## WHAT NEEDS TO BE DONE
The answer must be an exact reproduction of all the entries.

=== DATA FOR THIS EXERCISE ===

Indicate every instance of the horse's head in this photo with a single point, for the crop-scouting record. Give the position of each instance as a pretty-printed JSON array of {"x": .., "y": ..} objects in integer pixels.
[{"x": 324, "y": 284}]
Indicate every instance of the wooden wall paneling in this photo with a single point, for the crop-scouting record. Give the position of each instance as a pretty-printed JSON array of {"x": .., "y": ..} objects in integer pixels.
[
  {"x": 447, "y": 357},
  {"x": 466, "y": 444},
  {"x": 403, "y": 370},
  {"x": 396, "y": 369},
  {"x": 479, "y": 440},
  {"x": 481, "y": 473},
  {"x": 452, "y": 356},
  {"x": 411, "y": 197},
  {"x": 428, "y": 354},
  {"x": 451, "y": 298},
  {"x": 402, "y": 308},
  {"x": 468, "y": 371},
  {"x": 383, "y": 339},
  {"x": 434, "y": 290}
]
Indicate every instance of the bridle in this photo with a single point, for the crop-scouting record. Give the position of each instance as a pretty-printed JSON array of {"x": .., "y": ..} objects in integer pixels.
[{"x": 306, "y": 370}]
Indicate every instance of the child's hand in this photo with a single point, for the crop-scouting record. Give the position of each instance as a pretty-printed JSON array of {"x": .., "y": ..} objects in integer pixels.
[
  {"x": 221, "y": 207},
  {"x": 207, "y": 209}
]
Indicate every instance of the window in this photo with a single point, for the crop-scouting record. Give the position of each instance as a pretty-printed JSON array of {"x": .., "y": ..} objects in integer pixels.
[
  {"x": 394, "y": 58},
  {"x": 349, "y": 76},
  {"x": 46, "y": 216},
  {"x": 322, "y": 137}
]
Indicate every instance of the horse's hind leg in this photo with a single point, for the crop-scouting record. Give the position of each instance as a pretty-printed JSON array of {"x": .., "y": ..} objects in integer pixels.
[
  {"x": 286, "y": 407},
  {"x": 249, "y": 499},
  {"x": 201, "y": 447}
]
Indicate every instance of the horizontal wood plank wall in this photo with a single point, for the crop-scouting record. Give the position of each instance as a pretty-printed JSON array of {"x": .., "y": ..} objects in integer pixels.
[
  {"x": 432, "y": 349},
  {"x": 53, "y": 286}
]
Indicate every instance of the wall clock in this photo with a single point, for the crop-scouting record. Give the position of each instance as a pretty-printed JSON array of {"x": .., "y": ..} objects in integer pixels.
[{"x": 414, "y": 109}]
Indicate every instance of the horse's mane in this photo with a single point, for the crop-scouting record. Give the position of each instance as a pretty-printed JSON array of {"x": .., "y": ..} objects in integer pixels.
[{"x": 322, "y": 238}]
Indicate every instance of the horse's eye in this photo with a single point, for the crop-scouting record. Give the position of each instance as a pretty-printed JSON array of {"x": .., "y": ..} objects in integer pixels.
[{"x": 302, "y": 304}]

===

## TASK RESPONSE
Indicate every instance of the horse's head in this photo with a single point, for the crop-scouting record. Give the position of each instance as a pretty-printed JSON array of {"x": .., "y": ..} objects in integer pixels.
[{"x": 324, "y": 284}]
Indicate every instance of the wooden wall paneling in this photo with a single point, for the crop-scouting record. Give the position of each instance as a pretty-printed JSON array of {"x": .., "y": ..} objects in integer pixels.
[
  {"x": 447, "y": 357},
  {"x": 466, "y": 444},
  {"x": 403, "y": 370},
  {"x": 396, "y": 369},
  {"x": 479, "y": 440},
  {"x": 481, "y": 473},
  {"x": 452, "y": 356},
  {"x": 411, "y": 197},
  {"x": 428, "y": 354},
  {"x": 451, "y": 298},
  {"x": 402, "y": 308},
  {"x": 468, "y": 371},
  {"x": 383, "y": 339},
  {"x": 434, "y": 290}
]
Indicate every instance of the bridle in this photo with a single point, for the crop-scouting record. Give the position of each instance as a pretty-printed JSON array of {"x": .., "y": ..} objects in integer pixels.
[{"x": 306, "y": 370}]
Indicate every instance of the child's hand in this photo with a single point, for the crop-scouting record. Give the position of each instance as a pretty-printed JSON array of {"x": .., "y": ..} objects in integer pixels.
[
  {"x": 221, "y": 207},
  {"x": 207, "y": 209}
]
Indicate every instance of the window in this photo with a single point, for the crop-scouting record. Give the position of each instance as a pretty-printed JSON array of {"x": .., "y": ..} objects in integer pixels.
[
  {"x": 394, "y": 58},
  {"x": 349, "y": 76},
  {"x": 46, "y": 216},
  {"x": 322, "y": 137}
]
Indicate every instance of the horse's hind leg in this photo with a single point, for the crop-scouting record. Give the position of each instance as a pretty-printed JSON array of {"x": .., "y": ..} objects in integer pixels.
[
  {"x": 286, "y": 407},
  {"x": 249, "y": 499},
  {"x": 201, "y": 447}
]
Indicate every instance of the horizontal wood plank wall in this photo with a single point, for the crop-scouting record. Give the position of each instance as a pretty-printed JSON array of {"x": .., "y": ..} objects in integer pixels.
[
  {"x": 432, "y": 349},
  {"x": 53, "y": 286}
]
Indicate every instance of the wall clock in this photo with a single point, for the crop-scouting record. Give the position of each instance as a pretty-printed JSON array of {"x": .., "y": ..} objects in integer pixels.
[{"x": 414, "y": 109}]
Indicate every instance of the horse's mane in this photo with a single point, for the crop-scouting record. Give the position of each instance as a pretty-printed JSON array of {"x": .., "y": ..} objects in integer pixels.
[{"x": 322, "y": 238}]
Indicate every instance of the horse's eye in this photo with a single point, for the crop-scouting record. Give the position of each instance as a pretty-printed JSON array of {"x": .., "y": ..} objects in integer pixels.
[{"x": 302, "y": 304}]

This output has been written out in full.